* **Geforderte Aufgabe**:
Bitte schreiben Sie alle folgenden Zeilen unverändert ab.
------------------------
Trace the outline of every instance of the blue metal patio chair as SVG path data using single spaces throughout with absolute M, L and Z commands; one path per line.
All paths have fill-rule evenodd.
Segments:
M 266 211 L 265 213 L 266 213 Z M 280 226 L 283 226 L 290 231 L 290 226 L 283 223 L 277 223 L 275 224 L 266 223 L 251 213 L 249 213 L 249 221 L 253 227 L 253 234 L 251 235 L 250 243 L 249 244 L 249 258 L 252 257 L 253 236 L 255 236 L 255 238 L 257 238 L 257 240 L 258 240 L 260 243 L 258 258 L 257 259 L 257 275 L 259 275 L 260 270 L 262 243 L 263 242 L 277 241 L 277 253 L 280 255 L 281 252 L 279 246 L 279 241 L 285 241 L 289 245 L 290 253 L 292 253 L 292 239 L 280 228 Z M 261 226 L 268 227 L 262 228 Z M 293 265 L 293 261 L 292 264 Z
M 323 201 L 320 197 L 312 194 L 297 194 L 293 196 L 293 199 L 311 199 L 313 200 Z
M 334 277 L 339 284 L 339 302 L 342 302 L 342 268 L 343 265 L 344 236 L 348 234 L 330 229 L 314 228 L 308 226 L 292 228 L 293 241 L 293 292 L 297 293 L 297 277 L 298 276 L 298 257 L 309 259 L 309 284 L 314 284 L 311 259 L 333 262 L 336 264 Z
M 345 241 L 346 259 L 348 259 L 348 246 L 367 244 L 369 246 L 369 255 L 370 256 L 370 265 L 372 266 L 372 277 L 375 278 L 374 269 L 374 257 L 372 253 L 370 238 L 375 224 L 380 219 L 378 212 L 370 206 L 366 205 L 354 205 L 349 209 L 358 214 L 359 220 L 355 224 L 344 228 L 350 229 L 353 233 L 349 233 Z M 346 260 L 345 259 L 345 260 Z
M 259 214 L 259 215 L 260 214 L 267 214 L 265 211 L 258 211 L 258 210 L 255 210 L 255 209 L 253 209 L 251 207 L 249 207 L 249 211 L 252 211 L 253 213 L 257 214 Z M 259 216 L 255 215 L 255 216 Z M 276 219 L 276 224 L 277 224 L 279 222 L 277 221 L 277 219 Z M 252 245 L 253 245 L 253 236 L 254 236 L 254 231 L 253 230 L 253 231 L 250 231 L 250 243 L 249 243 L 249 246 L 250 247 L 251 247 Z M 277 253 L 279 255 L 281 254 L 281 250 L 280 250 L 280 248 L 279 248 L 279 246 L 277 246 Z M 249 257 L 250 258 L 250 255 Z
------------------------
* **Ergebnis der Übung**:
Trace the outline of every instance of the blue metal patio chair as SVG path data using single spaces throughout with absolute M, L and Z commands; one path per line.
All paths have fill-rule evenodd.
Segments:
M 266 211 L 265 213 L 266 213 Z M 280 226 L 283 226 L 290 231 L 290 226 L 283 223 L 277 223 L 275 224 L 266 223 L 251 213 L 249 213 L 249 221 L 253 227 L 253 234 L 251 235 L 250 243 L 249 244 L 249 258 L 252 257 L 253 236 L 255 236 L 255 238 L 257 238 L 257 240 L 258 240 L 260 243 L 258 258 L 257 259 L 257 275 L 259 275 L 260 270 L 262 243 L 263 242 L 277 241 L 277 253 L 280 255 L 281 252 L 279 246 L 279 241 L 285 241 L 289 245 L 290 253 L 292 253 L 292 239 L 280 228 Z M 261 226 L 268 227 L 262 228 Z M 293 265 L 293 261 L 292 264 Z
M 323 201 L 320 197 L 312 194 L 297 194 L 293 196 L 293 199 L 311 199 L 313 200 Z
M 334 277 L 339 284 L 339 302 L 342 302 L 342 268 L 343 265 L 344 236 L 348 234 L 330 229 L 314 228 L 308 226 L 292 228 L 293 241 L 293 292 L 297 293 L 297 277 L 298 276 L 298 257 L 309 259 L 309 284 L 314 284 L 311 259 L 333 262 L 336 264 Z
M 345 241 L 346 259 L 348 259 L 348 246 L 367 244 L 369 246 L 369 255 L 370 256 L 370 265 L 372 266 L 372 277 L 375 278 L 374 269 L 374 257 L 372 253 L 370 238 L 375 224 L 380 219 L 378 212 L 370 206 L 366 205 L 354 205 L 349 209 L 358 214 L 359 220 L 355 224 L 344 228 L 350 229 L 353 233 L 349 233 Z M 346 260 L 345 259 L 345 260 Z
M 259 214 L 259 215 L 260 214 L 267 214 L 265 211 L 258 211 L 258 210 L 255 210 L 255 209 L 253 209 L 251 207 L 249 207 L 249 211 L 252 211 L 253 213 L 257 214 Z M 259 216 L 255 215 L 255 216 Z M 276 219 L 276 224 L 277 224 L 279 222 L 277 221 L 277 219 Z M 252 245 L 253 245 L 253 236 L 254 236 L 254 231 L 253 230 L 253 231 L 250 231 L 250 243 L 249 243 L 249 246 L 250 247 L 251 247 Z M 277 253 L 279 255 L 281 254 L 281 250 L 280 250 L 280 248 L 279 248 L 279 246 L 277 246 Z M 249 257 L 250 258 L 250 255 Z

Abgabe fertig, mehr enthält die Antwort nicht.